-- Begin TEXT EXCERPT --
To live is the rarest thing in the world. Most people exist, that is all.
– Oscar Wilde
On this day in 1854, the crown prince of the Aesthetes, master of wit, artist of wordplay, Mr. Oscar Fingal O’Flahertie Wills Wilde was born. That was 159 years ago. And in much less time than that, Wilde would experience the tragic rise and fall of an infamous career.
What shall we do, Mr. Wilde, to celebrate this day for you? Here, would you reply with something witty and cynical? Something that would make the room titter and chuckle? Tuckle and chitter? Of course. I will make no attempt at an Wildean aphorism. Rest in peace, my flamboyant idol-of-sorts. No need to roll in the grave.
Oscar Wilde! What shall we do then? No need to write a biography about you. Many have already done so. People already know you were a playwright, with “The Importance of Being Earnest” being perhaps your most popular. And no need to mention your only novel, censored for over 150 years, The Picture of Dorian Gray. Only in the past couple of years has the full original edition – the draft publishers rejected as gross and dangerously “immoral” – become available to the public.
-- End TEXT EXCERPT --
» DIRECTIVES
**A)** Pull out everything in the Oscar Wilde tribute from "What shall we do, Mr." down to "in the grave.", word for word.
**B)** For each of the following statements, answer yes or no according to the Oscar Wilde tribute, and quote the words that decide it: (i) Wilde was born 159 years before the tribute was written. (ii) Wilde wrote several novels. (iii) The full original edition of The Picture of Dorian Gray has been available to the public for many decades.
-- Begin PROVIDED RECORDS --
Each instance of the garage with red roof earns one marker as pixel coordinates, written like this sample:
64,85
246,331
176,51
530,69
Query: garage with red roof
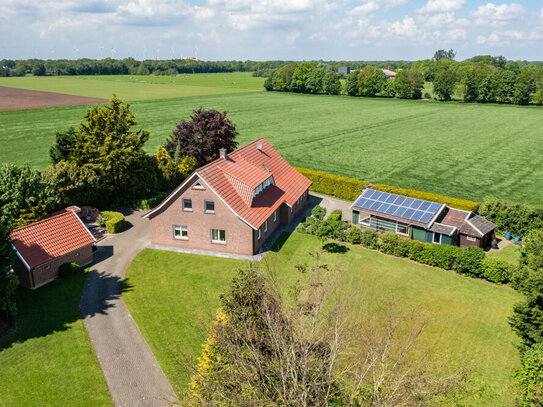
42,247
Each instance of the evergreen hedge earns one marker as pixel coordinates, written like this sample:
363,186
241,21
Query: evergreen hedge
350,189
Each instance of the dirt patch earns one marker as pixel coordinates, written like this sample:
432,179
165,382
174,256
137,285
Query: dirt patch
19,99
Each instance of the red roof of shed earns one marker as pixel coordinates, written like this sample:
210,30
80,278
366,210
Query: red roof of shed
52,237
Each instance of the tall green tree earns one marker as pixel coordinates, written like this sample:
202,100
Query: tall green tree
300,76
445,81
203,136
108,145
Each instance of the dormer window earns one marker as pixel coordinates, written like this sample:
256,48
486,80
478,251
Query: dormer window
262,187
-- End PROVIDED RECORDS --
» PER-TASK ANSWERS
**A)**
What shall we do, Mr. Wilde, to celebrate this day for you? Here, would you reply with something witty and cynical? Something that would make the room titter and chuckle? Tuckle and chitter? Of course. I will make no attempt at an Wildean aphorism. Rest in peace, my flamboyant idol-of-sorts. No need to roll in the grave.

**B)**
(i) Yes: "That was 159 years ago."
(ii) No: "your only novel"
(iii) No: "Only in the past couple of years has the full original edition"